# Task:
Filter this data down to the lines that hold "background", and copy them.

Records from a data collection
-------------------------

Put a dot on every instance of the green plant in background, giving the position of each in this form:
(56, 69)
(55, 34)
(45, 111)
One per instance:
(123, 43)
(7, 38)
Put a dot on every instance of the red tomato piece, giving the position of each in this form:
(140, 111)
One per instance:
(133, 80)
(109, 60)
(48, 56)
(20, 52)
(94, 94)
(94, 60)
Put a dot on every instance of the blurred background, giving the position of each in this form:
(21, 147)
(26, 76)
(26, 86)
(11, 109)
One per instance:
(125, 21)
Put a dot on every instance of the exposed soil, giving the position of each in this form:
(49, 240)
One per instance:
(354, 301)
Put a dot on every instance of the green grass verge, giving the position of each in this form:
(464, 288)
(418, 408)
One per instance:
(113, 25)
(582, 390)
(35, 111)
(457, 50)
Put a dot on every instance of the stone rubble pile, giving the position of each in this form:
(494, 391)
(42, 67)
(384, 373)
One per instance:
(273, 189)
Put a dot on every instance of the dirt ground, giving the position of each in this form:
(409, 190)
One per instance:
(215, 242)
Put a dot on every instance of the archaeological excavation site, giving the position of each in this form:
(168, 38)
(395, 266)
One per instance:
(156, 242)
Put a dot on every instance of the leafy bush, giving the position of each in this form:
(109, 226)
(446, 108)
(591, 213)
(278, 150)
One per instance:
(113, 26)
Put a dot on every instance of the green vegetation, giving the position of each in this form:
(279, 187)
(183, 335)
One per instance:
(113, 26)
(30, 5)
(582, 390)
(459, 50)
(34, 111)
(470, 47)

-------------------------

# Worked solution:
Put a dot on every instance of the green plant in background, giving the position of each in this form:
Put a dot on every instance of the blurred background, giving the position of each in this form:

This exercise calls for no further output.